[start TEXT TO READ]
- Born: 5 July 1912 Bergisch Gladbach, Germany
- Died: 9 March 2005 (aged 92) Cologne, Germany

Ecclesiastical career
- Religion: Christianity (Roman Catholic)
- Church: Latin Church
- Ordained: 1937 (priest)

Academic background
- Alma mater: University of Münster
- Influences: Odon Lottin [Wikidata]; Karl Rahner; Bruno Schüller;

Academic work
- Discipline: Theology
- Sub-discipline: Moral theology
- Institutions: Pontifical McGill University
- Doctoral students: Klaus Demmer; James F. Keenan; Dionigi Tettamanzi;
- Influenced: Charles Curran; Richard A. McCormick;

= Josef Fuchs (theologian) =

German Jesuit theologian (1912–2005)

Josef Fuchs (1912–2005) was a German Roman Catholic theologian and Jesuit priest of the 20th century.

==Life==
Born 5 July 1912, Josef Fuchs was a German Jesuit priest, who taught at the Gregorian University in Rome for almost thirty years. In the 1950s, Fuchs's Natural Law and De Castitate were the standard texts for moral theology courses. Fuchs' theology focuses mostly on moral objectivity.
[end TEXT TO READ]
[start AVAILABLE DATA]
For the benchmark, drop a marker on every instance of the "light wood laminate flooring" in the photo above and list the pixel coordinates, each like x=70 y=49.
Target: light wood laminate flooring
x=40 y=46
[end AVAILABLE DATA]
▶ _SHORT EXERCISE 1_
According to the Josef Fuchs text, which two works by Fuchs served as standard texts for moral theology courses in the 1950s?
▶ _SHORT EXERCISE 2_
Reproduce the passage of the Josef Fuchs text starting at "Josef Fuchs (1912–2005)" and ending at "on moral objectivity.".
The lines that come after the Josef Fuchs text are separate material and have no connection to it.

▶ _EXERCISE SOLUTION 1_
Natural Law and De Castitate.

▶ _EXERCISE SOLUTION 2_
Josef Fuchs (1912–2005) was a German Roman Catholic theologian and Jesuit priest of the 20th century.

==Life==
Born 5 July 1912, Josef Fuchs was a German Jesuit priest, who taught at the Gregorian University in Rome for almost thirty years. In the 1950s, Fuchs's Natural Law and De Castitate were the standard texts for moral theology courses. Fuchs' theology focuses mostly on moral objectivity.